What is being asked:
Copy exactly, and only, the lines from the line containing "Can you see the carved" through the last line of the records below, both included.

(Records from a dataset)

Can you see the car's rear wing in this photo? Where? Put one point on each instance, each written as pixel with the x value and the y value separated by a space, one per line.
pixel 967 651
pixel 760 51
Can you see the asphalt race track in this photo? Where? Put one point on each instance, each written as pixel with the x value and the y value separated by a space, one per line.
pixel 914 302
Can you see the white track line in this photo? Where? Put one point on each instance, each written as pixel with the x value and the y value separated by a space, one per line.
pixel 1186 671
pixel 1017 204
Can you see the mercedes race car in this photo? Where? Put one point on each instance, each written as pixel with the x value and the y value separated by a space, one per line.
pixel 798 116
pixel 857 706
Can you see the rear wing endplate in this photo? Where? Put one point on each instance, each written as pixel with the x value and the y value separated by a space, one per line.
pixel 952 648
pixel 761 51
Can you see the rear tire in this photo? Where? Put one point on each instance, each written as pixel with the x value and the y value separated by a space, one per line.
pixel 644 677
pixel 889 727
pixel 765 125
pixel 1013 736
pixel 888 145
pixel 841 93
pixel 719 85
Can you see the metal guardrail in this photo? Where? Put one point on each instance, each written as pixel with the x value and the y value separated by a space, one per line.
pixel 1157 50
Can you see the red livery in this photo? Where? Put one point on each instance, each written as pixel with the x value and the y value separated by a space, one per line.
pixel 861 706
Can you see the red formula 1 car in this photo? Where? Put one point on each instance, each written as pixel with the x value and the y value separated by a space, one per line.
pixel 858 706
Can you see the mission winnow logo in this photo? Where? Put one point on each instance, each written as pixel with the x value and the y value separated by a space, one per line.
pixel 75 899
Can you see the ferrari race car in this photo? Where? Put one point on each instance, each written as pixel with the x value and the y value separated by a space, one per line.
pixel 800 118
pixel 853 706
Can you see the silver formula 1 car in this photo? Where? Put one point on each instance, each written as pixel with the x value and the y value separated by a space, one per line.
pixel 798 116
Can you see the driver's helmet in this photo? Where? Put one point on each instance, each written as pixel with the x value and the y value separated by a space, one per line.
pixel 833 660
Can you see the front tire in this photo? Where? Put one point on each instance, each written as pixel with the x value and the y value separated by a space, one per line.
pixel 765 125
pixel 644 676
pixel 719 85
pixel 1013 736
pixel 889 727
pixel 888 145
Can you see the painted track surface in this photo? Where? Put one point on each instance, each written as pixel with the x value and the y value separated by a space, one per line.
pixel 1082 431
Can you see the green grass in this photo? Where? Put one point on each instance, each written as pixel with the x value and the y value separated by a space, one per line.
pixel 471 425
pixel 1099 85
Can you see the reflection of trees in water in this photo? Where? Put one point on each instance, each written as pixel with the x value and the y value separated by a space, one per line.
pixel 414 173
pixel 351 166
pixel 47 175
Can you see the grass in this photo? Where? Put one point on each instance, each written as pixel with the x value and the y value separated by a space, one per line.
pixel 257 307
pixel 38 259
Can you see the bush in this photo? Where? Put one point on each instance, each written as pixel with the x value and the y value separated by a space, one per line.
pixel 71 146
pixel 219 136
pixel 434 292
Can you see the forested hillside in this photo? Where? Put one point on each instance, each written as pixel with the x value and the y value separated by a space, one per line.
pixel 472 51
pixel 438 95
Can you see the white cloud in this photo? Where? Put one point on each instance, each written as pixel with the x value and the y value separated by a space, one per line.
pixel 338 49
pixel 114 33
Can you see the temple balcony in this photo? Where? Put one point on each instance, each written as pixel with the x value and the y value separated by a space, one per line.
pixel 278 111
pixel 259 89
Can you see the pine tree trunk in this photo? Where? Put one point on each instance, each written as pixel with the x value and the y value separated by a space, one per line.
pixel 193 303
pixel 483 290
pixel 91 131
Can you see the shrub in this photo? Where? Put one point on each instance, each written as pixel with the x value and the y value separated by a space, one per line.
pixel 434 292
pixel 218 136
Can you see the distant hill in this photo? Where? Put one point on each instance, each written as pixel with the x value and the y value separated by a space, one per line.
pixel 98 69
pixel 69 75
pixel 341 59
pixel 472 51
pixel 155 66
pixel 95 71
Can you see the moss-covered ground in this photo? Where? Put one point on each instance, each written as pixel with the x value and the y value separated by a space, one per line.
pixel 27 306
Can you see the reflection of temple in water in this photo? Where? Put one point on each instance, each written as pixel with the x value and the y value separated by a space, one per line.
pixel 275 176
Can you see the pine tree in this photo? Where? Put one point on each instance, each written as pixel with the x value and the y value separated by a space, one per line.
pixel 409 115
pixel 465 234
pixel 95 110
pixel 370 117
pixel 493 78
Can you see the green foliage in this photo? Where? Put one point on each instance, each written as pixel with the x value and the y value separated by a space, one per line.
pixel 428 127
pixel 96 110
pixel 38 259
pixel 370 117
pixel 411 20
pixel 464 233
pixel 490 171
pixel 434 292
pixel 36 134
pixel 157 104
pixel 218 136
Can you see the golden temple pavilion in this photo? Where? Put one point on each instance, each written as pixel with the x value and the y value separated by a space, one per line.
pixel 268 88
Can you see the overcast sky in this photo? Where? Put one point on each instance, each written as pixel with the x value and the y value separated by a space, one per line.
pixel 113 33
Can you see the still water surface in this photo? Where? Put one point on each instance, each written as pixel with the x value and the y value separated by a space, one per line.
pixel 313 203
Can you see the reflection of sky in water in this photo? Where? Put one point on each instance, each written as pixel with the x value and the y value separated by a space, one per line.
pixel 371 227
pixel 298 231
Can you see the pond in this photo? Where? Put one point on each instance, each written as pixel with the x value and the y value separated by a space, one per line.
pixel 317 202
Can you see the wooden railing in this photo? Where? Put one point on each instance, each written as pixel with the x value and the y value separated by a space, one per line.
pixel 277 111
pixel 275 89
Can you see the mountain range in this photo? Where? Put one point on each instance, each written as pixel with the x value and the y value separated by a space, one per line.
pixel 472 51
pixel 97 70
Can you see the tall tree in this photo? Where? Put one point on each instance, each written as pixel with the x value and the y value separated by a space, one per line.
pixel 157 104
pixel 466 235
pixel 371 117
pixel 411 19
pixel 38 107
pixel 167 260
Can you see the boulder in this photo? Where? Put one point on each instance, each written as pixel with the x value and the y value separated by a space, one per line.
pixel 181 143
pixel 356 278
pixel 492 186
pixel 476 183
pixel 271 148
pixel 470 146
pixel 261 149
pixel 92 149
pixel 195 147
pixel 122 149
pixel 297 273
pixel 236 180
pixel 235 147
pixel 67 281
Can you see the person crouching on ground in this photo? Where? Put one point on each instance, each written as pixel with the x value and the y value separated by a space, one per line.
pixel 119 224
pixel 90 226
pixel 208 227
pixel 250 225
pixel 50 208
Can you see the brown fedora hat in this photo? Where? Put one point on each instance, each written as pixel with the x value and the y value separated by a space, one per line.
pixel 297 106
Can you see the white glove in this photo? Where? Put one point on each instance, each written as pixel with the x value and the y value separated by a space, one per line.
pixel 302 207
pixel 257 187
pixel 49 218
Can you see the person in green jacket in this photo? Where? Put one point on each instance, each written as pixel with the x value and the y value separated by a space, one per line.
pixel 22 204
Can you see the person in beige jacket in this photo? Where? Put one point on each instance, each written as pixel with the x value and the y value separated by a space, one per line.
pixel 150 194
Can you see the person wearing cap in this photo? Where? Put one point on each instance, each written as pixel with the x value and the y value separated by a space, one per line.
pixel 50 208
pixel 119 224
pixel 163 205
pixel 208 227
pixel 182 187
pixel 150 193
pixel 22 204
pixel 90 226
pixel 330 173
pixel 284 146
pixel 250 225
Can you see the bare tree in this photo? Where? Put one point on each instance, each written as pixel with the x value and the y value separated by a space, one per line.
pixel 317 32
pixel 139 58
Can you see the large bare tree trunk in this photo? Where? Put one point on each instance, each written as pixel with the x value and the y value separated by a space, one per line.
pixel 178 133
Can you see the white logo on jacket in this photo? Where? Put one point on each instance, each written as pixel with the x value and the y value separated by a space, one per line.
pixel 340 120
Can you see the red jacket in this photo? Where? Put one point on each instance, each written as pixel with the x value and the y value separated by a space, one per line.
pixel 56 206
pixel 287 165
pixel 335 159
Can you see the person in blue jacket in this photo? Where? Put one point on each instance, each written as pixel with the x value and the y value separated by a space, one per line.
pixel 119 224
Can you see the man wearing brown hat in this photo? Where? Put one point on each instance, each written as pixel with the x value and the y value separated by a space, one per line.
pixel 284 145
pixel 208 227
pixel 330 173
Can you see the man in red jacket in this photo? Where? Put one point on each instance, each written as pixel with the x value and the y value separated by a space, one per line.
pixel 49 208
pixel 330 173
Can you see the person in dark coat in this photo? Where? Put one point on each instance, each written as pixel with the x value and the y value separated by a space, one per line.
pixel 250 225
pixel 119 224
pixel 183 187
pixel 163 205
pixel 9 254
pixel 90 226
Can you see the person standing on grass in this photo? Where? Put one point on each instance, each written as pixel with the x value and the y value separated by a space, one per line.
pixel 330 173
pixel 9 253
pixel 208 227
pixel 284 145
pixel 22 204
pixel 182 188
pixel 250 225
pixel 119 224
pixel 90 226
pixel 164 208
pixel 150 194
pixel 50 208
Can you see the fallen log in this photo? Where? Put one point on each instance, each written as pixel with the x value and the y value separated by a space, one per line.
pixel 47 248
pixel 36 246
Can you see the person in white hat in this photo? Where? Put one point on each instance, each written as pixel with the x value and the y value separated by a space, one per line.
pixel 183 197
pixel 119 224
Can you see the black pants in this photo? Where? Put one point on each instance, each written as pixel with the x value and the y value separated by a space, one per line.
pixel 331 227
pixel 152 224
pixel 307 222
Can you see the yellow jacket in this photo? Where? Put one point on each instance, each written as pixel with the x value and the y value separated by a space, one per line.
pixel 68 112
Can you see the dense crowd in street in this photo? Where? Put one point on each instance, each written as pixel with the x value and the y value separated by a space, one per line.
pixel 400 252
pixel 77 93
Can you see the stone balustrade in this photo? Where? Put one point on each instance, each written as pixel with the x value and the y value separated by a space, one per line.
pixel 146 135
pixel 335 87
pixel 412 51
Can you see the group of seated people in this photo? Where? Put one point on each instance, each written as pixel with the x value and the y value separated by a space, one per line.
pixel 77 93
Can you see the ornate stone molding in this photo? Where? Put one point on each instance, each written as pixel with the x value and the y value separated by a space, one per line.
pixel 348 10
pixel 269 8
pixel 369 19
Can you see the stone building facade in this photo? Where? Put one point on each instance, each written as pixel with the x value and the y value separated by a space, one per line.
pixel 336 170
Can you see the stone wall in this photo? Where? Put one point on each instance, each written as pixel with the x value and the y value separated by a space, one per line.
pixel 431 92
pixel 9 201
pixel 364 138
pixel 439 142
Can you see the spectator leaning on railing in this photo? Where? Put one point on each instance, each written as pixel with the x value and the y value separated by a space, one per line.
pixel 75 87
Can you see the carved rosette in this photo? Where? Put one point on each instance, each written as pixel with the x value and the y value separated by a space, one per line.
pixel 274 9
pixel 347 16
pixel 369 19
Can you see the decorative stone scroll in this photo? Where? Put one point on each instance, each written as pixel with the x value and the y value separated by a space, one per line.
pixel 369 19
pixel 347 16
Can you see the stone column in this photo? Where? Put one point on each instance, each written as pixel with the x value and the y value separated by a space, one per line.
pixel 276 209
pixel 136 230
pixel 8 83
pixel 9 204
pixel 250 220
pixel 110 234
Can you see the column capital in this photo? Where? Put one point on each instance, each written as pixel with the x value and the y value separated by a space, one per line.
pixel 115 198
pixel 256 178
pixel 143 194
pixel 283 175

Output of the task:
Can you see the carved rosette in this photo? Where? Put one point on each instance, each written as pixel with the x value and the y value separated by a space, one per line.
pixel 274 9
pixel 347 16
pixel 369 19
Can you see the decorative stone scroll in this photo? Where? Put one point on each instance, each written as pixel with the x value and the y value separated by a space, one per line.
pixel 369 19
pixel 347 16
Can you see the stone column in this photo? Where? Put one point on each instance, each written as pixel with the x value and the y value separated by a space, one per line.
pixel 276 209
pixel 136 230
pixel 8 83
pixel 9 204
pixel 250 220
pixel 110 234
Can you see the column capital in this photo? Where? Put one point on each instance, each written as pixel with the x value and the y value separated by a space, one per line.
pixel 115 198
pixel 256 178
pixel 143 194
pixel 283 175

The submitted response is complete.